» Problem to work on: Show each line in the records below that contains the word "shrub", copying every such line in full.

» Rows:

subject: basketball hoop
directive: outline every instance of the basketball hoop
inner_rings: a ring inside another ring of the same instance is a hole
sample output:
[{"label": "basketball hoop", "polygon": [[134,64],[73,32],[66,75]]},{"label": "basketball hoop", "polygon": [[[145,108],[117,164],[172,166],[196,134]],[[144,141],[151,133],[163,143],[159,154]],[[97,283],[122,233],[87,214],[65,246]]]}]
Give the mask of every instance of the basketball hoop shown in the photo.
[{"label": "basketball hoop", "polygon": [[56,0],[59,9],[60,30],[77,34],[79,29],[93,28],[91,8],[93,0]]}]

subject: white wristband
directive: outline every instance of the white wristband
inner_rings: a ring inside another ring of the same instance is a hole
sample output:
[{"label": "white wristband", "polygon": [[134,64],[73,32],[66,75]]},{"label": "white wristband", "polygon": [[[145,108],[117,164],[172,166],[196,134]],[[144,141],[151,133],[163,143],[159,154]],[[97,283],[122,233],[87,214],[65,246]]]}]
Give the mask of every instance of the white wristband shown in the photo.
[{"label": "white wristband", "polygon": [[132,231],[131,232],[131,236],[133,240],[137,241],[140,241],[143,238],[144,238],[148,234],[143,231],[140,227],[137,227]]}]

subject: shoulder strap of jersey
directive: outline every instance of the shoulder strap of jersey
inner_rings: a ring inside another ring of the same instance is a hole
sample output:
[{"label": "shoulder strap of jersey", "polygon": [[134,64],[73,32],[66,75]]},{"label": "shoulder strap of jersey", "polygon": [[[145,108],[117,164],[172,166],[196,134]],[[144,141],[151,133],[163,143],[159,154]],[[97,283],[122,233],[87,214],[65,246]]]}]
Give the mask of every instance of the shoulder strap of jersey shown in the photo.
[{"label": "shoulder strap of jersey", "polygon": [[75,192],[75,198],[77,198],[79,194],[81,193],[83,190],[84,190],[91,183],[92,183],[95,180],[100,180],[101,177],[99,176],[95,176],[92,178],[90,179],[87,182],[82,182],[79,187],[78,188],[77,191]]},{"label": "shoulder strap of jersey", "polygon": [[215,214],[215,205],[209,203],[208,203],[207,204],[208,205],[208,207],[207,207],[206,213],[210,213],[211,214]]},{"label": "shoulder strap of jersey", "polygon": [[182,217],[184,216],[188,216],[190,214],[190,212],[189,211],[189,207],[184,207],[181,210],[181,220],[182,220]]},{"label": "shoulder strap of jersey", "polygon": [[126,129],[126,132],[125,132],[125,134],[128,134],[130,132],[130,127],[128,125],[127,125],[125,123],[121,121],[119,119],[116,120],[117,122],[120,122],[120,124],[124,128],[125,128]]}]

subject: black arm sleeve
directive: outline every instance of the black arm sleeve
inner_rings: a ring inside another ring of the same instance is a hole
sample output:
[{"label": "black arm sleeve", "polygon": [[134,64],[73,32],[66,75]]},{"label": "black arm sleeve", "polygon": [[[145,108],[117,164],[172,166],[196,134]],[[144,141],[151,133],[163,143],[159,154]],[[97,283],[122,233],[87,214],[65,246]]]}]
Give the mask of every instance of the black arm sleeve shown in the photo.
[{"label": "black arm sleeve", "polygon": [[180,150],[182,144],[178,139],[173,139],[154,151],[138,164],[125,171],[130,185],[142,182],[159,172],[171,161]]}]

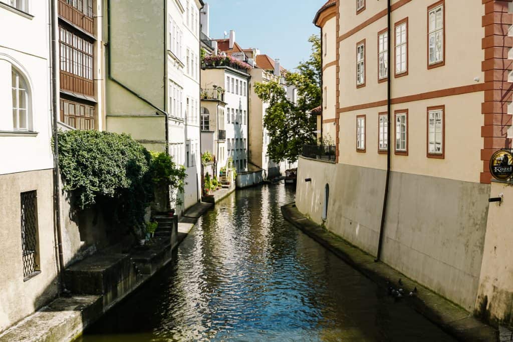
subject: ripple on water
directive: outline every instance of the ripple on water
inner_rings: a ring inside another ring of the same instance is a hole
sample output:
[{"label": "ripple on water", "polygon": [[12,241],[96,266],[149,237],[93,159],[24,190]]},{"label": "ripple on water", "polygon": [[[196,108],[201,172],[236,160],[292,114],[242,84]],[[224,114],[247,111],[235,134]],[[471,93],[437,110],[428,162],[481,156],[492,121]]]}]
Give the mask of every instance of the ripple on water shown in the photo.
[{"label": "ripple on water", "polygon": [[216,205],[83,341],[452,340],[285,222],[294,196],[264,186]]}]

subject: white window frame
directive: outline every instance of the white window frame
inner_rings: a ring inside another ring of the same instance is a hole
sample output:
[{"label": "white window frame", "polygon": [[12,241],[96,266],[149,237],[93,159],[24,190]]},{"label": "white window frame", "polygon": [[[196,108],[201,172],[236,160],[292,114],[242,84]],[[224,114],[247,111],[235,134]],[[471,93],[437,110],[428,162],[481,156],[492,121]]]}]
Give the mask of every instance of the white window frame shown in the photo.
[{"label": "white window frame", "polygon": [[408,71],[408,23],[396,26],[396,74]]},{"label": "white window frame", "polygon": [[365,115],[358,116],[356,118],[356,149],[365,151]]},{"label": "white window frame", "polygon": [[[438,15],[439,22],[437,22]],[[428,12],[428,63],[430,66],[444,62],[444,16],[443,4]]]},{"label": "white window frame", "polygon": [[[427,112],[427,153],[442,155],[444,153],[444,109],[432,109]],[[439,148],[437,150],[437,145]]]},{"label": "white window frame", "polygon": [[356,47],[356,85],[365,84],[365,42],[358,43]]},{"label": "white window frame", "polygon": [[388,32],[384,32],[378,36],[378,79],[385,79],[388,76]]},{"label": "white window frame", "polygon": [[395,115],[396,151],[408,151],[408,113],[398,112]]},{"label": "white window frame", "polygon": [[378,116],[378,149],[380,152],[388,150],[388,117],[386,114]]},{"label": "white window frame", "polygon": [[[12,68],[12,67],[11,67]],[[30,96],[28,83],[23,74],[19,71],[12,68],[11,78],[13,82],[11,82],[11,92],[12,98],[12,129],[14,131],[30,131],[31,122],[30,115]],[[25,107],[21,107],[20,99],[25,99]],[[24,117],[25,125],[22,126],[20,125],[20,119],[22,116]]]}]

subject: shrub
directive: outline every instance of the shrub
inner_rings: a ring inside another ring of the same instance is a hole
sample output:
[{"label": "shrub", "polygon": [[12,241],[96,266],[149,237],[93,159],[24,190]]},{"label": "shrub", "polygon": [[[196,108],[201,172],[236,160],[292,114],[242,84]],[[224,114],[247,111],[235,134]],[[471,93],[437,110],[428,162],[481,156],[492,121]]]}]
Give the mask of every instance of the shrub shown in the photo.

==

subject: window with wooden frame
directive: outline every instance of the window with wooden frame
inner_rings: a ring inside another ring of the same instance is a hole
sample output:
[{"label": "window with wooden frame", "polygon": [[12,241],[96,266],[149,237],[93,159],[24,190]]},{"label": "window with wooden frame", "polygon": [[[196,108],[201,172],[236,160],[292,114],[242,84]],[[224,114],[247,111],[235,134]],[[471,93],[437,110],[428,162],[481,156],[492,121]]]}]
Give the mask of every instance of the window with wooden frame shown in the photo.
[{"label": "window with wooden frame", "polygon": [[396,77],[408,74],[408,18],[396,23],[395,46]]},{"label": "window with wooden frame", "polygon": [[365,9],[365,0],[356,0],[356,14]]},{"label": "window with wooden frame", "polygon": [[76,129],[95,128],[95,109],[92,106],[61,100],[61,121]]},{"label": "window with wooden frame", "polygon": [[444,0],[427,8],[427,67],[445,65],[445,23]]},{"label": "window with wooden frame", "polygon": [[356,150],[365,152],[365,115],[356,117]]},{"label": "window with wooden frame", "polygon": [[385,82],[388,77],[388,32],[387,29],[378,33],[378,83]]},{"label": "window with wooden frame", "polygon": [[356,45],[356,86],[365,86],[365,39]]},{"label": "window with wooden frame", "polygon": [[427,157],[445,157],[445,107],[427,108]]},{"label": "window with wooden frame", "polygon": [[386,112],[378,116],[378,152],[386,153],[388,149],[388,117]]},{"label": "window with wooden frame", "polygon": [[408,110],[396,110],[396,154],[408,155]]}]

» Task result:
subject: shrub
directive: outline every instance of the shrub
[{"label": "shrub", "polygon": [[12,241],[96,266],[149,237],[93,159],[24,190]]},{"label": "shrub", "polygon": [[[196,108],[201,172],[236,160],[292,114],[242,84]],[[224,114],[247,111],[235,134]],[[471,93],[437,110],[428,162],[481,156],[492,121]]]}]
Give the mask of every instance of the shrub shown in the photo.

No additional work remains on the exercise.